## [WHAT YOU ARE ASKED TO DO]
Take the entries below and print only the lines from the one with "Target: woman's dark hair" through the one with "# put a marker on the rusty", exactly as they stand, both ends included.

Items from a data source
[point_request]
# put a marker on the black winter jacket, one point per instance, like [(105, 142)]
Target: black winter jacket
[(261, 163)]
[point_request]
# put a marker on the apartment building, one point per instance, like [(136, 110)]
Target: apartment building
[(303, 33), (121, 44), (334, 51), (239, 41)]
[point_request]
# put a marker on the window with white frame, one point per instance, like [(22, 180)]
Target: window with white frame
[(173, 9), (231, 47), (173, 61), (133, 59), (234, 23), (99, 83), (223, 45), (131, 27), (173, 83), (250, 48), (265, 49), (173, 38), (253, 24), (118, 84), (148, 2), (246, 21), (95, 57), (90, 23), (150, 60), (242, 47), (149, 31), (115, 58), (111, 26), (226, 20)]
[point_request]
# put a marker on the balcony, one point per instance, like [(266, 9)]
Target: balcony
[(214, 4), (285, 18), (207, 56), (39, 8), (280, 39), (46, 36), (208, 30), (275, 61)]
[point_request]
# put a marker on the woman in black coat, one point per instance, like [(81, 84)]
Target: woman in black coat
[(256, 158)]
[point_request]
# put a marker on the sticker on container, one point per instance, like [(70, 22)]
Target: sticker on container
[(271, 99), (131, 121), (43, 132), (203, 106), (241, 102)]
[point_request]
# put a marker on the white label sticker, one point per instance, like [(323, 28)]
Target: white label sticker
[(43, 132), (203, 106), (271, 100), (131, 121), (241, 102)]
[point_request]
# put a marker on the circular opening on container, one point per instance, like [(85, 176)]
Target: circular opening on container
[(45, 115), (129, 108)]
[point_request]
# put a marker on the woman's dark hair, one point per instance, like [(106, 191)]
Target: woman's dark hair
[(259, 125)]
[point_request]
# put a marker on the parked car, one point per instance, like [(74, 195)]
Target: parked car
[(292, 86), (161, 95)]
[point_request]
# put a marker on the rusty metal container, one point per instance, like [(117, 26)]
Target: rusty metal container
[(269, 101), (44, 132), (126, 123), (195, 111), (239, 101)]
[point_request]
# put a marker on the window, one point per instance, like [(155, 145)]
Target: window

## [OUTPUT]
Target: woman's dark hair
[(259, 125)]
[point_request]
# put a marker on the parked car, one point per instance, like [(74, 195)]
Target: parked car
[(292, 86), (161, 95)]
[point_request]
# put a marker on the rusty metal container, one point per instance, like [(117, 26)]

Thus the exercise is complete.